◆ What is asked
Render the material as a Markdown table with the columns "Index" and "Text," starting at the line that contains "Where can you spot the tiled" and ending at the last line of the material. Put each line under "Text" and its position under "Index," and leave out blank lines.

(Pointing and labeling entries)
--

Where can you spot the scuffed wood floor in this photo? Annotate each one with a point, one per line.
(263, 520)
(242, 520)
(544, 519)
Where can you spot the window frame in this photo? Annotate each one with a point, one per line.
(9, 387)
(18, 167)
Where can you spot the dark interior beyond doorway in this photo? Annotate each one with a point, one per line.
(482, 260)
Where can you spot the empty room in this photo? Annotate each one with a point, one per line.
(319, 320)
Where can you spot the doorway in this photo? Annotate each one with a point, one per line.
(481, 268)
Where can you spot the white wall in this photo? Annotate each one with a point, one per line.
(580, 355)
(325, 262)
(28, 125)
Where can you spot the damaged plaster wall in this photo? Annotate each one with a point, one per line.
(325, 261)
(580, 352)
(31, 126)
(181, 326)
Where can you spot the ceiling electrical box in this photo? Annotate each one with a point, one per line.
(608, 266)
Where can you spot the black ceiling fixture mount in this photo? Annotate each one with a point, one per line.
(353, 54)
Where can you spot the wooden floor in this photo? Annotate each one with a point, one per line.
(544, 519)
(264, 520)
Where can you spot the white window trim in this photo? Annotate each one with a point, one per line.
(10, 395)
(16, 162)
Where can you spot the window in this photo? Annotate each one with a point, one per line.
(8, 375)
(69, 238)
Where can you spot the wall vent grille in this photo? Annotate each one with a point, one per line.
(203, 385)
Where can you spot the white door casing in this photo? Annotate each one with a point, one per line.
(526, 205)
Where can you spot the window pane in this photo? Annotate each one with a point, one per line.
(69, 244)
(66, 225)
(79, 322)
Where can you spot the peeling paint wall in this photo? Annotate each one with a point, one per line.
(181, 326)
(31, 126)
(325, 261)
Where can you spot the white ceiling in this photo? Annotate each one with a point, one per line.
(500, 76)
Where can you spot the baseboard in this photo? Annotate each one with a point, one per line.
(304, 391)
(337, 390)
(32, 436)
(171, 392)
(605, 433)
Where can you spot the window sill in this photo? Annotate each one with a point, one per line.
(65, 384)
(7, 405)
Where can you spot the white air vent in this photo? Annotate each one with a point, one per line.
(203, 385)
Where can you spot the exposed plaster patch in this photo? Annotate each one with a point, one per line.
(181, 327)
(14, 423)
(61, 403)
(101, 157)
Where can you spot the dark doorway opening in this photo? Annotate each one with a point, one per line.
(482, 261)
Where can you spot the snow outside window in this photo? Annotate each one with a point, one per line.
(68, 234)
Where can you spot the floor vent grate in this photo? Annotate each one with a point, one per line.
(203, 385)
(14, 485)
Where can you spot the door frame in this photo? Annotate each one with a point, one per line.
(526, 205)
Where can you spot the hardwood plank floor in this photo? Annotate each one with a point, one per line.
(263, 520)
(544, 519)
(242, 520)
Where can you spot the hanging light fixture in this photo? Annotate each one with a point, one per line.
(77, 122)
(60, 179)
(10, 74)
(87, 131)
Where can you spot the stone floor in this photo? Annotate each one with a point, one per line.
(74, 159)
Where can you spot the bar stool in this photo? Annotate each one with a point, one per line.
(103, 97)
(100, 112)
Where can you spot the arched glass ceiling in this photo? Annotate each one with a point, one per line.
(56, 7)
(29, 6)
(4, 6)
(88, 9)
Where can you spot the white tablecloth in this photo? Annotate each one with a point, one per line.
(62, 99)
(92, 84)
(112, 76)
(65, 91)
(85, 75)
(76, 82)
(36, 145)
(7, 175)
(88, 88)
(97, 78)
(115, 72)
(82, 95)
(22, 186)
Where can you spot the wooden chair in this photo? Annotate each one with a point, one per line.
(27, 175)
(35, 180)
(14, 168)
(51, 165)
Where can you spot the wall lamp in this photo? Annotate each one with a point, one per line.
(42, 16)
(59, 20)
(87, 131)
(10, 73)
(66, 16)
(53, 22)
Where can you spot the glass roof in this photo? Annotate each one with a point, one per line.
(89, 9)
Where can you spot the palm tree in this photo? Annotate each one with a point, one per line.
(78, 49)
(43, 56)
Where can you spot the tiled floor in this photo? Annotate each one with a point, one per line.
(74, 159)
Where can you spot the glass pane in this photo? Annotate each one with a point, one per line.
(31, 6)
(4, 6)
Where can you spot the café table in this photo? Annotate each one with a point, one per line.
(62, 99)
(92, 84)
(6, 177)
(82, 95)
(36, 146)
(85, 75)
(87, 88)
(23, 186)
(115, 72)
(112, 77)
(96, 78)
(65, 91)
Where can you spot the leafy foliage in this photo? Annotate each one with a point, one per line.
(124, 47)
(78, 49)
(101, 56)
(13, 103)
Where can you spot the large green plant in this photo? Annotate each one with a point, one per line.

--

◆ Task result
| Index | Text |
|---|---|
| 1 | Where can you spot the tiled floor in this photo? Annotate each one with a point, one per line. |
| 2 | (74, 159) |
| 3 | Where can you spot the glass pane in this photo? Annotate each one with a point, one per line. |
| 4 | (31, 6) |
| 5 | (4, 6) |
| 6 | Where can you spot the café table in this photo? Annotate each one with a point, one per line. |
| 7 | (62, 99) |
| 8 | (92, 84) |
| 9 | (6, 177) |
| 10 | (82, 95) |
| 11 | (36, 146) |
| 12 | (85, 75) |
| 13 | (87, 88) |
| 14 | (23, 186) |
| 15 | (115, 72) |
| 16 | (112, 77) |
| 17 | (96, 78) |
| 18 | (65, 91) |
| 19 | Where can you spot the leafy foliage in this photo? Annotate each one with a point, one per line. |
| 20 | (124, 47) |
| 21 | (78, 49) |
| 22 | (101, 56) |
| 23 | (13, 103) |
| 24 | Where can you spot the large green plant in this photo? Annotate each one with a point, one per line. |